TEXT TO READ
::::::

Let's move from theory to practice with three increasingly complex networks. Each teaches you something important about how nn.Module scales and how architectural decisions compound as your networks grow deeper.

Architecture 1: Shallow MLP (Multi-Layer Perceptron)

Simple, fast, good for learning the basics. This two-layer network is the "hello world" of deep learning, simple enough that you can trace the exact computation by hand, but already illustrating the core nn.Module pattern of declaring layers in __init__ and connecting them in forward:

python

class ShallowMLP(nn.Module):
    def __init__(self, input_size=784, hidden_size=128, num_classes=10):
        super().__init__()
        self.fc1 = nn.Linear(input_size, hidden_size)
        self.fc2 = nn.Linear(hidden_size, num_classes)
 
    def forward(self, x):
        x = self.fc1(x)
        x = torch.relu(x)

::::::

RAW RECORDS
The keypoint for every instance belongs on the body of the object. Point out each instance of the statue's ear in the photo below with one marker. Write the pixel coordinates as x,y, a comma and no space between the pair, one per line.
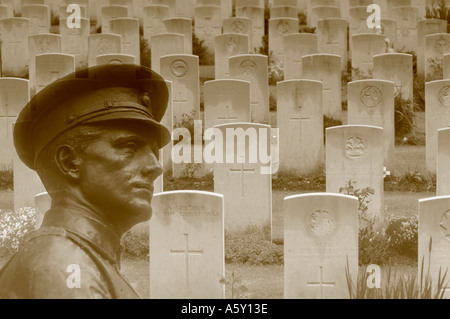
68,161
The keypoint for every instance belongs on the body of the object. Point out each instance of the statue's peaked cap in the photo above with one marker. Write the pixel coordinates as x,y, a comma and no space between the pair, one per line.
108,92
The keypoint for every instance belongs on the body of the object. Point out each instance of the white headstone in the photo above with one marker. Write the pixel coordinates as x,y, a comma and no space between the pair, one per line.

::::::

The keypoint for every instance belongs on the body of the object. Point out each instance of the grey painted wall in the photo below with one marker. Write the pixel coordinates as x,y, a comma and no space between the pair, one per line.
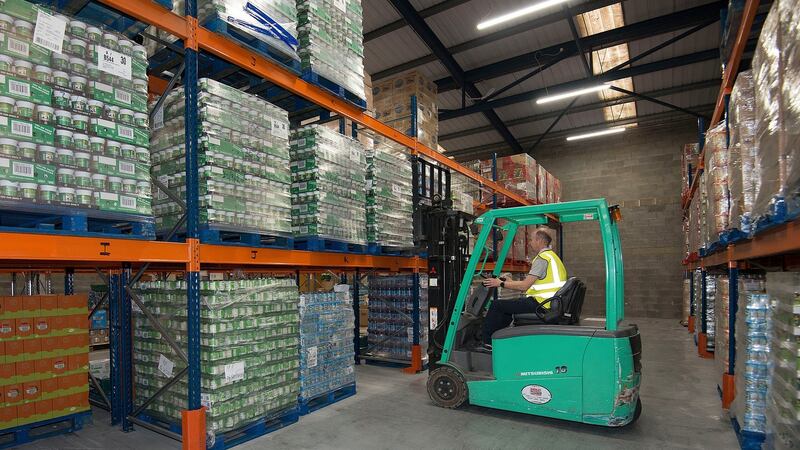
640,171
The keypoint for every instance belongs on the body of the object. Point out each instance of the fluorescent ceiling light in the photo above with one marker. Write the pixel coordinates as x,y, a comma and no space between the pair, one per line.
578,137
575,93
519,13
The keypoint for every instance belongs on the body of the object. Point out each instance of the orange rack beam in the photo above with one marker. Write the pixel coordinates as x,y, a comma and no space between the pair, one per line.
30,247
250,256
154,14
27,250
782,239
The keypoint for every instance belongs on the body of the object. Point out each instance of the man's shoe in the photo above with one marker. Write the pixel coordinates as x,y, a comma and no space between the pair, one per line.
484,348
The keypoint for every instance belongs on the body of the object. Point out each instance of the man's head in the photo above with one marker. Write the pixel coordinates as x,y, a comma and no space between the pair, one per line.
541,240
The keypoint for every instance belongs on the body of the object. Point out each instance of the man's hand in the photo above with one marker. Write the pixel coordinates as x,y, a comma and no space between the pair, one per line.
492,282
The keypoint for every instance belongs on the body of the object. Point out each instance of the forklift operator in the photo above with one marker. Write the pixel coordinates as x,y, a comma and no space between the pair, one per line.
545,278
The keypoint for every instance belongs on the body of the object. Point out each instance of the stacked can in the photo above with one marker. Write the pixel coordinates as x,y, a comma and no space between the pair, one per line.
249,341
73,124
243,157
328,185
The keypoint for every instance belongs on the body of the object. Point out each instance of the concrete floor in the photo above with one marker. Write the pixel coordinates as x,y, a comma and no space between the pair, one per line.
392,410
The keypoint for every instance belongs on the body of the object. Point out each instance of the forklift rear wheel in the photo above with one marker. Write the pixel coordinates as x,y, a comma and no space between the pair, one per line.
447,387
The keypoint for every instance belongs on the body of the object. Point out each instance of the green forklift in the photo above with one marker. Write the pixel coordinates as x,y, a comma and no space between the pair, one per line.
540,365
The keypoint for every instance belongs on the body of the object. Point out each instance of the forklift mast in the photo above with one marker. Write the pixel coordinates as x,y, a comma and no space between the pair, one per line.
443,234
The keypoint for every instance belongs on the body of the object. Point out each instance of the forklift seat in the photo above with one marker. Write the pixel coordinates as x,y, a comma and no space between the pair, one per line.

::::::

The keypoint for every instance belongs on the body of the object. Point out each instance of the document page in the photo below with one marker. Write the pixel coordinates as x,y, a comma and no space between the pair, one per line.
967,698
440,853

::::::

PROBLEMS TO WORK ON
1) In the text on nn.Module networks, what default value does ShallowMLP give to hidden_size?
2) According to the nn.Module networks text, why does the two-layer shallow MLP suit someone learning the basics? Answer in one to three sentences.
3) Resume the nn.Module networks text from its last shown line and continue it.

SET OF ANSWERS
1) 128

2) It is simple enough that the exact computation can be traced by hand. It also already shows the core nn.Module pattern of declaring layers in __init__ and connecting them in forward.

3)
        x = self.fc2(x)
        return x
 
# Instantiate and test
model = ShallowMLP()
x = torch.randn(32, 784)  # batch of 32 MNIST images
output = model(x)
print(output.shape)  # torch.Size([32, 10])

This is a bare-bones network. Two layers, one hidden layer with ReLU. No batch norm, no dropout. It'll work for simple datasets but won't scale well.

Architecture 2: Deep MLP with Regularization

Add depth, batch norm, and dropout for better generalization. The key design insight here is using nn.Sequential to build the hidden block pattern programmatically, rather than hard-coding five nearly-identical layer groups, we generate them in a loop and let Python do the repetitive work. This is an important habit as networks grow: write code that describes the pattern, not the individual instances:

python

class DeepMLP(nn.Module):
    def __init__(self, input_size=784, hidden_sizes=[512, 256, 128],
                 num_classes=10, dropout_rate=0.2):
        super().__init__()
 
        layers = []
        prev_size = input_size
 
        # Hidden layers with batch norm and dropout
        for hidden_size in hidden_sizes:
            layers.append(nn.Linear(prev_size, hidden_size))
            layers.append(nn.BatchNorm1d(hidden_size))
            layers.append(nn.ReLU())
            layers.append(nn.Dropout(dropout_rate))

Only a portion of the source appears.